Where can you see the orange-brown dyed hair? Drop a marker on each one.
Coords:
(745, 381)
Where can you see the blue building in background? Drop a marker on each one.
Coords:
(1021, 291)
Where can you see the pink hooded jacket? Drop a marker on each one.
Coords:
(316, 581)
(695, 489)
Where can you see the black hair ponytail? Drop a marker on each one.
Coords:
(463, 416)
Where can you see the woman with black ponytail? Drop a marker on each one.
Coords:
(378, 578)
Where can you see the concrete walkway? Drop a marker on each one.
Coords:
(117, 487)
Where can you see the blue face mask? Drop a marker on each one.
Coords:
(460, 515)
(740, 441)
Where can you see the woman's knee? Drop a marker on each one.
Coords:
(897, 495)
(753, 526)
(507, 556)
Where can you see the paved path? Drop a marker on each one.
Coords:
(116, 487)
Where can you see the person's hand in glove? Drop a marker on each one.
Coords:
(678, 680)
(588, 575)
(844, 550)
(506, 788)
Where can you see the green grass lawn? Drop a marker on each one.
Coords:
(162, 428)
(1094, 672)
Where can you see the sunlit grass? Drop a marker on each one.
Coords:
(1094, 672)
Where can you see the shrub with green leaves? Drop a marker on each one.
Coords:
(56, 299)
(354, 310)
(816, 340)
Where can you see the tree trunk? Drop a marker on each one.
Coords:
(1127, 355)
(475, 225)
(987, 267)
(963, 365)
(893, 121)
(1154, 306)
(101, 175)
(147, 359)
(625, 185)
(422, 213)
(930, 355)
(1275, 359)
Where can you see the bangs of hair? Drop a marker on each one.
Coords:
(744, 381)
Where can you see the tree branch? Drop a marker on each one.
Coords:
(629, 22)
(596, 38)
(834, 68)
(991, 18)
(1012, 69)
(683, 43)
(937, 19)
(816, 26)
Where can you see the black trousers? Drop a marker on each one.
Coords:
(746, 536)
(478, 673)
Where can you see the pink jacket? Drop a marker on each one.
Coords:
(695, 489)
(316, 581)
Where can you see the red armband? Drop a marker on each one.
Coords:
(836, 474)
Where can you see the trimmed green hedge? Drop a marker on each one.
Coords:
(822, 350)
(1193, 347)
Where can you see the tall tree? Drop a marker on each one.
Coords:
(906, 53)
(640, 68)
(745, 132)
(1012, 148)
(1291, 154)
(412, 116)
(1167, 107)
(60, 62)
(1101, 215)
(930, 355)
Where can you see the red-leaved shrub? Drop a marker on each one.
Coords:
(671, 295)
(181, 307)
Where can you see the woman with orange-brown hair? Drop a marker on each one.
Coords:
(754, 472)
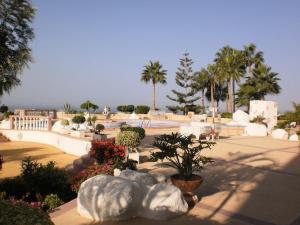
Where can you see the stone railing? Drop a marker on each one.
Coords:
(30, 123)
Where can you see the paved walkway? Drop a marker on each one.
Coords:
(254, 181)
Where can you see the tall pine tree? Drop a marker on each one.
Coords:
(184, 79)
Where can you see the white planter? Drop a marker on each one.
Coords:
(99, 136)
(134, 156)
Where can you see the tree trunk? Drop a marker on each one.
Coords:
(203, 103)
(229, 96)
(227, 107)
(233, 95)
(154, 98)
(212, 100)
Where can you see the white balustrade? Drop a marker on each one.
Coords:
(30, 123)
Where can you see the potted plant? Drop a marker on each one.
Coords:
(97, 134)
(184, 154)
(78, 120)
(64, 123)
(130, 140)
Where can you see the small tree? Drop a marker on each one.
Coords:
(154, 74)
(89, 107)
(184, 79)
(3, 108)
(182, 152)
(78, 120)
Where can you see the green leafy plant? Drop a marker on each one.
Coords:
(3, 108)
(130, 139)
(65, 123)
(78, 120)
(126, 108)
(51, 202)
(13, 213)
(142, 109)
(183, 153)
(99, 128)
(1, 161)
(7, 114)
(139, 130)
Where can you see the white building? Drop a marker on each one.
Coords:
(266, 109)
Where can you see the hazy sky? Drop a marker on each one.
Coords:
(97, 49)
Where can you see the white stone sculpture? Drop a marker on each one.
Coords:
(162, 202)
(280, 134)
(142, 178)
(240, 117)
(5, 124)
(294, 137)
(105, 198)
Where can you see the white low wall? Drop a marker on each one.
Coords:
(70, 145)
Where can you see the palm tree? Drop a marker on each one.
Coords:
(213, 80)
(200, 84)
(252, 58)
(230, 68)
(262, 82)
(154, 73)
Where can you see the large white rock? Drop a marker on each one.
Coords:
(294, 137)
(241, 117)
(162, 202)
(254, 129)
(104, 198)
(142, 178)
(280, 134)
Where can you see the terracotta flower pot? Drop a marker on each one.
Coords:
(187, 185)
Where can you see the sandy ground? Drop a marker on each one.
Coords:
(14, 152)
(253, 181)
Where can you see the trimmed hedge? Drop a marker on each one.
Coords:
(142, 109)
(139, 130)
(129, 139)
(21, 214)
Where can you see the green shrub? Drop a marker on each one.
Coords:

#####

- **THE PROBLEM**: Report all lines of the data above that include the string "walkway".

- **RESULT OF THE TASK**:
Where can you see the concrete walkway? Drop a marker on each one.
Where can you see the paved walkway? Drop a marker on each one.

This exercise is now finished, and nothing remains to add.